_The task_
Every entry must be copied word for word.

_Records for processing_
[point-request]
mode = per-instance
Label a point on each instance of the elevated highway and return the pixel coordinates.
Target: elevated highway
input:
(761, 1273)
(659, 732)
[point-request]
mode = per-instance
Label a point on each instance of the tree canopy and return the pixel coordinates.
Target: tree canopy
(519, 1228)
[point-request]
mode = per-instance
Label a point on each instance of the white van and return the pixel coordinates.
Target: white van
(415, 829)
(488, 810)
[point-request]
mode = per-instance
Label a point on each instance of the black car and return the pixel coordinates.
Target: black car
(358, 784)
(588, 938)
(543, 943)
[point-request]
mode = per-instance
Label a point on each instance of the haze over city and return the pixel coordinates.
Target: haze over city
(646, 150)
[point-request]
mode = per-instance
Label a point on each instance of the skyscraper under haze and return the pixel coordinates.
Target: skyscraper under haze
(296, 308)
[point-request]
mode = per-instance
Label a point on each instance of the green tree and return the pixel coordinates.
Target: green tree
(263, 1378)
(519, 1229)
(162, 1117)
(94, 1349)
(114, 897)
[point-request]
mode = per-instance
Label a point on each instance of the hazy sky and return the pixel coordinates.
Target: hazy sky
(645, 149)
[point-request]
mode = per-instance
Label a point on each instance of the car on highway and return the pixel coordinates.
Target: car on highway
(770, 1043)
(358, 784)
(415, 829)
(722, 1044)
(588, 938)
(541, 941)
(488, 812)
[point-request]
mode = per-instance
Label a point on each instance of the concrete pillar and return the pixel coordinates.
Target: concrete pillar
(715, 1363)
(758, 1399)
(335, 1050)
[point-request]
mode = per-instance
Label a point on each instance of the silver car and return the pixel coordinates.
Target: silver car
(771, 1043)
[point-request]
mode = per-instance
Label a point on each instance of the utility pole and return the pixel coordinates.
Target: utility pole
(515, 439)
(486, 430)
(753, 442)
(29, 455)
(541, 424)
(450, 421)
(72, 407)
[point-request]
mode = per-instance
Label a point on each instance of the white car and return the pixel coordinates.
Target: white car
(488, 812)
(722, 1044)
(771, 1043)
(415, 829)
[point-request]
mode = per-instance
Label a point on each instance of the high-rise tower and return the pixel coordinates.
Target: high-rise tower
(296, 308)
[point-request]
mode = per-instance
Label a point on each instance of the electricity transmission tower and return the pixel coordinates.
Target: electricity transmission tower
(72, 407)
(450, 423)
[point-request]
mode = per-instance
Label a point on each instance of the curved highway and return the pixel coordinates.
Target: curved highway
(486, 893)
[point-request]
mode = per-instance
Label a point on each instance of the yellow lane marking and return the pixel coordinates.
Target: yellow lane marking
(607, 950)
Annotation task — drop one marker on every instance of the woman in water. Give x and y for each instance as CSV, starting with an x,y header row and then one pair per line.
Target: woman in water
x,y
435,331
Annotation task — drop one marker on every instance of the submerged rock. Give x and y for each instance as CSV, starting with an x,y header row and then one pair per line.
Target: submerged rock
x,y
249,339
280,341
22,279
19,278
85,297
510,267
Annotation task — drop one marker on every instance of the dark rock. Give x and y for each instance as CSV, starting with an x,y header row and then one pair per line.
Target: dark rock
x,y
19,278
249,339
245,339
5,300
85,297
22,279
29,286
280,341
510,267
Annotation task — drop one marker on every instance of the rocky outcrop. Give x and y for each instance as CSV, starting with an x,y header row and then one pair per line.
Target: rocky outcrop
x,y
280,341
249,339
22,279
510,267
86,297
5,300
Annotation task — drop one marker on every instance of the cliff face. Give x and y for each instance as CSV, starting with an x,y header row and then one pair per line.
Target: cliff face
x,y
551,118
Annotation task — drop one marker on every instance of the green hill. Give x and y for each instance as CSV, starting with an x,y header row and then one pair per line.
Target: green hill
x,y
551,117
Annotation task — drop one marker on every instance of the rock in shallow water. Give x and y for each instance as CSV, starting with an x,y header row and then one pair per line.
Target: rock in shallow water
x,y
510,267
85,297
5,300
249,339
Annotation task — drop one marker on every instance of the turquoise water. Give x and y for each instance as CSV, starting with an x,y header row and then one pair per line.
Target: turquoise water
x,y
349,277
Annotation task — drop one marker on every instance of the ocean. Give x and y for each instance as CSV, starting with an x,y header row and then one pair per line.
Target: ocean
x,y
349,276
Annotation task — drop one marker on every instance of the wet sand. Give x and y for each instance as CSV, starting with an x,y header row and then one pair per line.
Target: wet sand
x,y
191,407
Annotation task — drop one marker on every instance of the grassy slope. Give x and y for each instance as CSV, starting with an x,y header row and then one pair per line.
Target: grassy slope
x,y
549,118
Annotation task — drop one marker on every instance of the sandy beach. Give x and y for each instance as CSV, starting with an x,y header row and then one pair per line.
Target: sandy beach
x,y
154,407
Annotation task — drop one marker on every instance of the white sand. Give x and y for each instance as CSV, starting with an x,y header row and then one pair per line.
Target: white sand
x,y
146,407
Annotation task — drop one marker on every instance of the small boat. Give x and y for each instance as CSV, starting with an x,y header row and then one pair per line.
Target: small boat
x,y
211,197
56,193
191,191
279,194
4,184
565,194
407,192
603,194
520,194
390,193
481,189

_Output for this task_
[point-request]
mode = per-instance
Label a point on each instance of the elevated highway and return the pixel coordinates.
Target: elevated highway
input:
(761, 1273)
(659, 732)
[point-request]
mode = per-instance
Label a point on each instance of the tree canopy and return the pixel coordinates.
Target: tree canopy
(519, 1228)
[point-request]
mode = per-instance
Label a point on each instance of the white van and return the pixel coordinates.
Target: white van
(415, 829)
(488, 810)
[point-request]
mode = per-instance
Label a point on each instance of the black car and return the pixel coordinates.
Target: black car
(358, 784)
(588, 938)
(543, 943)
[point-request]
mode = per-instance
Label a point on each instance of the haze over city and return the pixel coordinates.
Target: haze over city
(646, 150)
[point-request]
mode = per-instance
Label a point on each instance of the skyscraper under haze and return the pixel coordinates.
Target: skyscraper under haze
(296, 308)
[point-request]
mode = per-instance
Label a point on each instance of the green tree and return the pixel coordinates.
Target: green tree
(263, 1378)
(519, 1229)
(162, 1117)
(94, 1349)
(114, 897)
[point-request]
mode = per-instance
Label a point on each instance of the hazy sky and return the pixel coordinates.
Target: hazy sky
(645, 149)
[point-request]
mode = per-instance
Label a point on each instance of the car on highway and return the pixel coordinates.
Target: car on highway
(770, 1043)
(358, 784)
(415, 829)
(722, 1044)
(588, 938)
(541, 941)
(488, 812)
[point-request]
mode = per-instance
Label a point on each instance of the concrete pillar and return the pixel coordinates.
Target: concrete pillar
(715, 1363)
(758, 1399)
(335, 1050)
[point-request]
mode = per-instance
Label a point on each instance of the silver car and return the pixel coordinates.
Target: silver car
(771, 1043)
[point-request]
mode = per-instance
Label a point on each instance of the utility pole and return the pixel coordinates.
Target: utility pole
(515, 439)
(486, 430)
(753, 442)
(29, 455)
(541, 424)
(450, 421)
(72, 407)
[point-request]
mode = per-instance
Label a point on each instance of the white car and return the pixel coordinates.
Target: white car
(488, 812)
(722, 1044)
(771, 1043)
(415, 829)
[point-request]
mode = per-instance
Label a point on each instance of the high-rise tower and return the pixel coordinates.
Target: high-rise tower
(296, 308)
[point-request]
mode = per-instance
Label a point on each instance of the electricity transmission tower and return the pixel coordinates.
Target: electricity transmission tower
(72, 407)
(450, 423)
[point-request]
mode = per-instance
Label a point on each instance of the curved highway and return the pixel coordinates.
Target: curved highway
(486, 893)
[point-request]
mode = per-instance
Label a point on each instance of the yellow lane marking and return the pixel coordinates.
Target: yellow lane marking
(607, 950)
Annotation task — drop one marker on every instance of the woman in water. Give x and y for each instance as CSV, starting with an x,y header row and then one pair per line.
Target: woman in water
x,y
435,331
Annotation task — drop one marker on every instance of the submerged rock. Give x and y for each instance as CSV, starting with an x,y header row and then one pair per line.
Target: submerged rock
x,y
249,339
280,341
22,279
19,278
85,297
510,267
Annotation task — drop one marker on every instance of the dark rock. Give x and y for each instance as CSV, starting with an x,y header row and then one pair per line.
Target: dark rock
x,y
19,278
249,339
245,339
5,300
85,297
22,279
29,286
280,341
510,267
Annotation task — drop one marker on every instance of the rocky outcrop. Give x and y for each instance as CSV, starting with an x,y header row and then one pair per line.
Target: rocky outcrop
x,y
280,341
249,339
22,279
510,267
86,297
5,300
Annotation task — drop one marker on every instance of the cliff face. Give x and y for each instance as CSV, starting with an x,y header row and then one pair per line.
Target: cliff face
x,y
551,118
Annotation task — drop one marker on every instance of the green hill. Give x and y for each instance as CSV, starting with an x,y header row and then one pair per line.
Target: green hill
x,y
551,117
Annotation task — drop one marker on every instance of the rock in shallow water. Give x and y for each instance as CSV, starting with an x,y header row and then one pair per line.
Target: rock in shallow water
x,y
510,267
85,297
5,300
249,339
Annotation task — drop one marker on every instance of the turquoise water. Give x and y for each instance as CSV, starting with an x,y header row and then one pair per line.
Target: turquoise water
x,y
349,277
Annotation task — drop one marker on every instance of the ocean. Give x and y for each instance as CSV, starting with an x,y header row and then one pair per line.
Target: ocean
x,y
349,276
Annotation task — drop one marker on every instance of the wet sand. Give x and y for each instance as CSV, starting with an x,y header row and then one pair per line.
Target: wet sand
x,y
191,407
Annotation task — drop one marker on every instance of the grassy slope. Give x and y for each instance as CSV, starting with an x,y header row and then one pair per line.
Target: grassy slope
x,y
549,118
Annotation task — drop one marker on every instance of the sandy beach. Give x and y for each instance as CSV, starting with an x,y header row and then one pair per line.
Target: sandy beach
x,y
154,407
Annotation task — drop one marker on every instance of the white sand. Give x and y for each instance as CSV, starting with an x,y header row and then one pair per line.
Target: white sand
x,y
146,407
Annotation task — drop one marker on every instance of the small boat. Give x and y for each instance as CSV, starting with an x,y header row and then one pair per line.
Target: small boat
x,y
211,197
56,193
191,191
279,194
4,184
565,194
407,192
603,194
520,194
390,193
481,189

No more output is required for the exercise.